- WHAT TO PRODUCE
According to the blog excerpt below, which Christmas books will be read one last time tonight?

- TEXT SHOWN
I immediately found the story compelling (although my interest had already been piqued by the TV version), and I thought Masterpiece has been true to the depictions of characters and the storyline (so far). I find Hardy's descriptions, especially of people, to be incredibly vivid and (reading as a writer) I love how he sets up the story with an offhand remark by the Pastor setting off a chain reaction of events that (I'm just guessing here) will change the course of (and probably ruin) Tess's life.

As for just reading one chapter...I finally closed the book on the first page of Chapter 10 at 11:00 last much for getting up early!

Tuesday, January 6, 2009


The ornaments are packed away in boxes and cans, the tree has made the trek back to the woods whence it came, the candy has been eaten, (the cookies were gone a week before Christmas!), the last box of presents arrived yesterday and tiny packages appeared in shoes this morning. The Christmas records have played their last (although knowing C it will be St. Patrick's Day before he returns them to their dusty home in the basement). The village has been ransacked for the last time. We'll read Christmas Trolls, Who's That Knocking on Christmas Eve and The Night Before Christmas one last time tonight before putting all of the Christmas books in the closet and replacing them with more generic winter books. For the next few weeks I'll run across tringlers and trappings; Christmas paraphernalia that I failed to notice on the first dozen runs through the house.

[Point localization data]
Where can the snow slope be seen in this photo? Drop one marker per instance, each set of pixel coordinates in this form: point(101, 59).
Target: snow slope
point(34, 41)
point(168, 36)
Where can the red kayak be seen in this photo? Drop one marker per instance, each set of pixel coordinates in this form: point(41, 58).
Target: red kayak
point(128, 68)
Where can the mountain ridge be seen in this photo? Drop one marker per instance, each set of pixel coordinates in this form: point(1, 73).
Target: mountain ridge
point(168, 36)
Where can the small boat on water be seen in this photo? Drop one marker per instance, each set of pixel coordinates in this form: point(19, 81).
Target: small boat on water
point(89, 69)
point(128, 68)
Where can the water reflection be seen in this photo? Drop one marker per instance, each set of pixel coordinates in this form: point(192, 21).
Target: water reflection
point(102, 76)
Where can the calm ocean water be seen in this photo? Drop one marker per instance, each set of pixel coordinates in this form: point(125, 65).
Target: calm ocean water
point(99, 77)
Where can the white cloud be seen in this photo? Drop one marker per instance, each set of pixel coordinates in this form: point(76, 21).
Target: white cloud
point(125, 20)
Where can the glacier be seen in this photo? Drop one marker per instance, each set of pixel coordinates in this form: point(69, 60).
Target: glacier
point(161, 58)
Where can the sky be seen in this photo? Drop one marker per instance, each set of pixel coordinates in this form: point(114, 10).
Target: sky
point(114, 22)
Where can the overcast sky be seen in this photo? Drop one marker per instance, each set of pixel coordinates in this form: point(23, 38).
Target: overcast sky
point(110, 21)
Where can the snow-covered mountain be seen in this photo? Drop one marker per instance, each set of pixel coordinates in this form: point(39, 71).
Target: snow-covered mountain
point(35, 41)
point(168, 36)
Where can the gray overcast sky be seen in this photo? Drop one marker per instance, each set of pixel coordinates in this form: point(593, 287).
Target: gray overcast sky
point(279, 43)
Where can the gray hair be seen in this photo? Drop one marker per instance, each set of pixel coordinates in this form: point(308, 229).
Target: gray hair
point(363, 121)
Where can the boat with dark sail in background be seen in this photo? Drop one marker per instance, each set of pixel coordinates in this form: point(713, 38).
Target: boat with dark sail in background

- SOLUTION FOR THIS TASK
Christmas Trolls, Who's That Knocking on Christmas Eve, and The Night Before Christmas.